Write out every one of the records below in full, requests included. Offset each x and y coordinate in the answers by -20.

#### Pointing entries for labeled objects:
=-=-=
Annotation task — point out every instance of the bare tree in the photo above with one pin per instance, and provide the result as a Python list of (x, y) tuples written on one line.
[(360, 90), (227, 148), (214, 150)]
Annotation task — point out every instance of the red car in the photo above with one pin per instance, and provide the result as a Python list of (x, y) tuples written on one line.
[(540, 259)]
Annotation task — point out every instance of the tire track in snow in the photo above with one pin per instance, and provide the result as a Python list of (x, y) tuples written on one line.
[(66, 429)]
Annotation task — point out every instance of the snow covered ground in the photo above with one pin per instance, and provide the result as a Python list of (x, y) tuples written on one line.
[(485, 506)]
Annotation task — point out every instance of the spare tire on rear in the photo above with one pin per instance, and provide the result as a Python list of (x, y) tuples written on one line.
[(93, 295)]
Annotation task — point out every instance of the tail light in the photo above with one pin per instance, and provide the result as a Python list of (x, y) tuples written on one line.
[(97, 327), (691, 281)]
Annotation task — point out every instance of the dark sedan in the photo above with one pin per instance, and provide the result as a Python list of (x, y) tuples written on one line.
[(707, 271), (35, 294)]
=-=-=
#### CORRECT OUTPUT:
Annotation task — point out every instance of the bare tree in the photo above with one pin per instance, and provide the result as a Python list of (x, y) tuples written on one line.
[(340, 70), (207, 128), (194, 130)]
Annotation task — point out every instance of the red car in the photo above with one pin per instance, and provide the result as a Python list of (x, y) tuples written on one line.
[(520, 239)]
Annotation task — point out every instance of the tire track in snow in the photo above with one pin per instance, and provide the result as a Python list of (x, y) tuples written on one line.
[(46, 409)]
Annotation task — point out every instance of the snow covered ground in the photo above with one pin per instance, and provide the result as a Python list of (x, y) tuples written on one line.
[(465, 486)]
Annotation task — point out every instance of the spare tire on rear in the photo above with one pin per instance, and provide the result as a Python list of (x, y) tuples written on one line.
[(73, 275)]
Annotation task — point out every instance of the tail light in the photo above with one pin per instance, and provide the result as a Python list of (x, y) tuples written on one line.
[(77, 307), (671, 261)]
Annotation task — point out every instance of the dark sedan in the photo above with one pin per instance, and provide the result as a Python list of (x, y) tuples written on one line.
[(687, 251), (15, 274)]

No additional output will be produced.